■ Source passage ■

■ ■ ■ ■ ■

If you can imagine those things then you can almost imagine the horror of seeing Marc Benioff, the billionaire founder and CEO of Salesforce.com, on stage at his company’s annual conference, Dreamforce.
…Here in the main auditorium of the Moscone Center, thousands of people who sell things over the Internet are standing up and cheering for him as if he’s some kind of superhero.
The whole things makes me depressed, in part because Benioff is a buffoon, a bullshit artist, and such an out-of-control egomaniac that it is painful to listen to him talk. He lives in Hawaii and signs his emails “Aloha.” He’s a Buddhist and hangs out with Zen monks from Japan, and he gave his golden retriever the title “chief love officer” at this company. He is the Ron Burgundy of tech. He and this conference are the essence of everything that has gone wrong in the industry.
4) Sears was a melting ice cube to be sure, but Eddie Lampert took a blowtorch to it in one of the all-time acts of hedge fund folly, as I note in this WSJ article: Edward Lampert, the Hedge-Fund Star Who Bet on Sears, Is Unrepentant. Excerpt:
“He bet his entire career on one stock. What on earth does he know about running a retailer?” said Whitney Tilson, a former hedge-fund manager who closed his own fund in 2017 after poor returns. “It’s exhibit A of hedge-fund hubris. This is a case study I will teach in my seminars for years.”
I know well from my own experience how great success can sow the seeds of one’s downfall – which is exactly what happened here.
The bankruptcy filing is the beginning of what will certainly be a huge, lengthy, expensive process in which stiffed debtors will sue for fraudulent conveyance (among many other things Lampert did that look very bad, especially with the benefit of hindsight).
Check out this chart, which shows that Sears has been losing well over $1 billion per year consistently for the last five years – yet investors kept getting sucked into this ultimate value trap all the way from $60 to zero:
Here’s another article about this debacle: Edward Lampert’s Non-Strategy to Save Sears. Excerpt:
For many years, it was a favorite corporate guessing game: What is Edward Lampert’s ultimate plan to reinvigorate Sears? It’s time to consider the possibility that he really didn’t have one.

■ ■ ■ ■ ■

■ Data extracts ■
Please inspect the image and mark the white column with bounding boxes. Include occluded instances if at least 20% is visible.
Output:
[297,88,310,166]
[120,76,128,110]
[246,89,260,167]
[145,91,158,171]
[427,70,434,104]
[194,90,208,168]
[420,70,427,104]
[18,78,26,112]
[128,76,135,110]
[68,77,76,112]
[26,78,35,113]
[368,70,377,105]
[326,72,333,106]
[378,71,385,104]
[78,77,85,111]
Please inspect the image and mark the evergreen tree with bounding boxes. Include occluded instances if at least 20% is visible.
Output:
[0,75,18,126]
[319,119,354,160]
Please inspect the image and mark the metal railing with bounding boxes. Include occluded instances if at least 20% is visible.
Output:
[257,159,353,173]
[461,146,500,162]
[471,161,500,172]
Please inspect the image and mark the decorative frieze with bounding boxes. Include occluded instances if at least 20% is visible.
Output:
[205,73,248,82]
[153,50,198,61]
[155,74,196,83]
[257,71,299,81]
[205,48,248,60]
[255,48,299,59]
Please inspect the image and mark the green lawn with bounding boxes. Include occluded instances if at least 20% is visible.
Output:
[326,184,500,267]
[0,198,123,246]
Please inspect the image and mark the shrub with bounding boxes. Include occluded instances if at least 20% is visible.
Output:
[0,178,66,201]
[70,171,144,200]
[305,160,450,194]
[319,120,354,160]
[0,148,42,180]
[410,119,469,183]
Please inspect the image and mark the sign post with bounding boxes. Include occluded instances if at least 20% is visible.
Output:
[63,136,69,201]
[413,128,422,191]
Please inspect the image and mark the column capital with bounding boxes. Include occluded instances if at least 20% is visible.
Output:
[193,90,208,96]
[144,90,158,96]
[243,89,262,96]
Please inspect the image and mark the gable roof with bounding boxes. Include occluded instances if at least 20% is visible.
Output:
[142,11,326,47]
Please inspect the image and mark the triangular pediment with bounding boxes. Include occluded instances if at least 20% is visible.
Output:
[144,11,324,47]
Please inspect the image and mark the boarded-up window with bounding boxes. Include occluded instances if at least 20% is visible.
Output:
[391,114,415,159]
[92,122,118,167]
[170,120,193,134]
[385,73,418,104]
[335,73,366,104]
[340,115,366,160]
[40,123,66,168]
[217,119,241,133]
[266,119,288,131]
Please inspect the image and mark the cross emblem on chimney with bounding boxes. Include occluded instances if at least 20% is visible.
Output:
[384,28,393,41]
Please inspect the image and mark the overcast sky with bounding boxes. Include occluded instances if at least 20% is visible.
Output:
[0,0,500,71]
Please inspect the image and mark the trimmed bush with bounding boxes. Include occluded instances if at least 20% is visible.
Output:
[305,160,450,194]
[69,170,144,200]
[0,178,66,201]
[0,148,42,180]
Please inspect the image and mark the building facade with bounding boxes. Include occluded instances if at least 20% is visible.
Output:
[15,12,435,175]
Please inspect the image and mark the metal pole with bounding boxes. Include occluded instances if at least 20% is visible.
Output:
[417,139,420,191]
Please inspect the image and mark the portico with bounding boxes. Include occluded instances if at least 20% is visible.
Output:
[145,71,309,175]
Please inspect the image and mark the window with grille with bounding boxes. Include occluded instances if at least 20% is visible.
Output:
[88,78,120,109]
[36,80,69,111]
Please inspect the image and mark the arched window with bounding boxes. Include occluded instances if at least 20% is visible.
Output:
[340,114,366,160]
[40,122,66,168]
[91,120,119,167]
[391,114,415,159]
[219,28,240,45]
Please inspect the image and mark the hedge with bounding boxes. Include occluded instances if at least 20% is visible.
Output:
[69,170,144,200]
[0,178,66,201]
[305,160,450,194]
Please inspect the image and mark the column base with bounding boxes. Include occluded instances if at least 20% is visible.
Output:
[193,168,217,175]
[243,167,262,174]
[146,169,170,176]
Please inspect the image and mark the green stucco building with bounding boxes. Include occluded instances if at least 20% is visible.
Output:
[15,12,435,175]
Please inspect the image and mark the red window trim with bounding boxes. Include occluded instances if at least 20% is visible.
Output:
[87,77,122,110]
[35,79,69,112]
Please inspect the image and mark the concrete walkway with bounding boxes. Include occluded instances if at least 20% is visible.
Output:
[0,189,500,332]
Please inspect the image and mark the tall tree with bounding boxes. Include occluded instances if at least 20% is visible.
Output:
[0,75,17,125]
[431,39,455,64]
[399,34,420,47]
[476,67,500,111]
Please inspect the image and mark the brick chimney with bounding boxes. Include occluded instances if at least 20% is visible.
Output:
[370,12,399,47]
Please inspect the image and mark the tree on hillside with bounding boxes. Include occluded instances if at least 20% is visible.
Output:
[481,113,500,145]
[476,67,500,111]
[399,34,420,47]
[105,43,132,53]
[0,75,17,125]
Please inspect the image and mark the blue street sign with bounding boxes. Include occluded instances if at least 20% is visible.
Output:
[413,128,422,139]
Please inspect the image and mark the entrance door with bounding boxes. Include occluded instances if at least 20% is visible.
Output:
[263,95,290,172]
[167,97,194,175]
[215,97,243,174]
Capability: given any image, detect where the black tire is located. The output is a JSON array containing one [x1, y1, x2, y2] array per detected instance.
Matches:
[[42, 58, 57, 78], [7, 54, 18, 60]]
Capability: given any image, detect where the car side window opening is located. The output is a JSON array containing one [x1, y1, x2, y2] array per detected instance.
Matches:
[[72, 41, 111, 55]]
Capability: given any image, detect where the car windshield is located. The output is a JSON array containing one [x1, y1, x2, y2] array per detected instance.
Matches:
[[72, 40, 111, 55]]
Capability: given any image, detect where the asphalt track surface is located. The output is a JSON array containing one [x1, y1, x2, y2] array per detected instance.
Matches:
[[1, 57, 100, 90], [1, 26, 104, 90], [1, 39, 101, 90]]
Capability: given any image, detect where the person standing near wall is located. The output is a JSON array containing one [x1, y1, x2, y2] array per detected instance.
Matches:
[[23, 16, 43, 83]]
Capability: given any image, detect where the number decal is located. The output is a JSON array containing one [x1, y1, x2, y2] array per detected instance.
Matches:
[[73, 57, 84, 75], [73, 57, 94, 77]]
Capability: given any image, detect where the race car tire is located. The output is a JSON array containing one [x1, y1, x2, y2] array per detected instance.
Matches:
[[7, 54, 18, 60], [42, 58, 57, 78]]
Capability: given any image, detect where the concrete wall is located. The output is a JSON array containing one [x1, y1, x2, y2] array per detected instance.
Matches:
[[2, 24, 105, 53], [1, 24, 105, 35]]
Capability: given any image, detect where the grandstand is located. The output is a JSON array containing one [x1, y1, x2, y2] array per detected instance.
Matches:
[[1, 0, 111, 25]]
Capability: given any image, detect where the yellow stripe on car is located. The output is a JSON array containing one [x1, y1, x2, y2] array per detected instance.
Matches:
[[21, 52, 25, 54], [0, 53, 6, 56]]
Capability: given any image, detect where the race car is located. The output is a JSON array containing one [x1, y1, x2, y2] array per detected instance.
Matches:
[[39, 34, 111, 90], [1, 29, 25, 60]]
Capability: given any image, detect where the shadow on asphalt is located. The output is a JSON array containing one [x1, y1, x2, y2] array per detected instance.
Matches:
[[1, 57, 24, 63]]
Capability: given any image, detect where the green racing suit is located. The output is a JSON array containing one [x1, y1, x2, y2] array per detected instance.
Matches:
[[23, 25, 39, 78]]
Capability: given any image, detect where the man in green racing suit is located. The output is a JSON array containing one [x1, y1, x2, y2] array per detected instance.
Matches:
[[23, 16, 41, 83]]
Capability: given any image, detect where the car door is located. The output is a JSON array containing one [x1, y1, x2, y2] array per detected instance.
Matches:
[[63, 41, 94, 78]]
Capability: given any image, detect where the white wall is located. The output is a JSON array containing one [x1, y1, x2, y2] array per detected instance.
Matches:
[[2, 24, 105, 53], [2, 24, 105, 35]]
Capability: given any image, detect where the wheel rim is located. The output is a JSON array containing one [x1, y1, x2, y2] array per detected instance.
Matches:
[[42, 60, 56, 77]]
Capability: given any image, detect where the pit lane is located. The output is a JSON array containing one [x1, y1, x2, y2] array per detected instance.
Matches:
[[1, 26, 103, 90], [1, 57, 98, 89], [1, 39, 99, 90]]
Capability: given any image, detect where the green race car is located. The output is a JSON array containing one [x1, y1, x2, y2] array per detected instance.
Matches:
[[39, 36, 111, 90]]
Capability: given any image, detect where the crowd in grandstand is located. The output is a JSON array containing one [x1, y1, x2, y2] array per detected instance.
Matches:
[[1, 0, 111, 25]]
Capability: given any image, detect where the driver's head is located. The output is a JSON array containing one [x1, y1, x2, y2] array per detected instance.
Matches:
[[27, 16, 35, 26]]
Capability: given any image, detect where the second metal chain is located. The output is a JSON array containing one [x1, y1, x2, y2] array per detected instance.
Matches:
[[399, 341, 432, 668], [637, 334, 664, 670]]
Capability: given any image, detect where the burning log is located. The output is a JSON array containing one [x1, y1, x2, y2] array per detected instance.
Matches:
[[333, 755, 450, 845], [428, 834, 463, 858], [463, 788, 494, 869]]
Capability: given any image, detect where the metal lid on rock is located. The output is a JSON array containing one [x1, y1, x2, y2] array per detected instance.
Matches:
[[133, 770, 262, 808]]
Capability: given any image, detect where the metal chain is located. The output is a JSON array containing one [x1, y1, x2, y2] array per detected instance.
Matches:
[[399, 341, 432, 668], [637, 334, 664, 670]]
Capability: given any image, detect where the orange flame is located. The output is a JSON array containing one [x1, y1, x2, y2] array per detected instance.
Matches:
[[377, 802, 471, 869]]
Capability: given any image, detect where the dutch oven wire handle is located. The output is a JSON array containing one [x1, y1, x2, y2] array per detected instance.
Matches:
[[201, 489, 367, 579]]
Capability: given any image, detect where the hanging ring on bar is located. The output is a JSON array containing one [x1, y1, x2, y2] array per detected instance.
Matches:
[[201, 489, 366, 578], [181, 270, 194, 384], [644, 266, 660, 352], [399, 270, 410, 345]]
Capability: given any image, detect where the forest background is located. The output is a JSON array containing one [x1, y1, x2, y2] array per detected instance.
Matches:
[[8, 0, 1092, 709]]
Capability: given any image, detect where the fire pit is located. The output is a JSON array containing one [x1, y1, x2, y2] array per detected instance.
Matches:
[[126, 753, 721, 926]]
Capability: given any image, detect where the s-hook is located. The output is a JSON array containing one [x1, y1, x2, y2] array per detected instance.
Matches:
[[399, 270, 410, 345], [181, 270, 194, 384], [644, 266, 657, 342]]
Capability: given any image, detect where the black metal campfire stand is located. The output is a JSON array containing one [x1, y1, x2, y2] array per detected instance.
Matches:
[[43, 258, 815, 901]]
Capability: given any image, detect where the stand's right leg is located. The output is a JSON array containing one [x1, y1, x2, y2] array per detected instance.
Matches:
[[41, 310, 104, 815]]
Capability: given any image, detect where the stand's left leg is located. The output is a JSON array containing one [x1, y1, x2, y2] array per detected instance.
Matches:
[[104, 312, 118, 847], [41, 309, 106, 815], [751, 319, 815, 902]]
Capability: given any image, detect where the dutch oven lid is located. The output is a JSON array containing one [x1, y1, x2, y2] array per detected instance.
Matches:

■ ■ ■ ■ ■

■ Problem description ■
Resume the commentary on Marc Benioff and the collapse of Sears, beginning right after its final sentence.

■ Exercise result ■
A reading of Mr. Lampert’s 15 annual chairman letters suggests he believed he could outmaneuver rivals he considered bloated overspenders. The hedge-fund veteran formed Sears Holdings, the 2004 marriage of Sears and Kmart, when the company had $55 billion in revenues, rivaling Target Corp. and dwarfing Macy’s Inc., but spending far less on store remodels or other expansion.
Amazon.com Inc. has reshaped retail in the years since, forcing retailers to retrench, many turning to strategies that require hefty investments in online shopping tools and pricey upgrades to physical stores.
“Eddie came into the job with the view he was going to run a retail business his own way, and he did not believe in the conventional wisdom,” said Mark Cohen, a former chief executive of Sears Canada and marketing chief at Sears. “It didn’t work.”
And one more: Hedge Fund Billionaire Rode the Worst Trade of His Life All the Way Down. Excerpt:
Bit by bit, the smart money deserted Edward Lampert.
Michael Dell, David Geffen, George Soros, the Ziff brothers -- by 2012, all of them, and many more, had peeled away.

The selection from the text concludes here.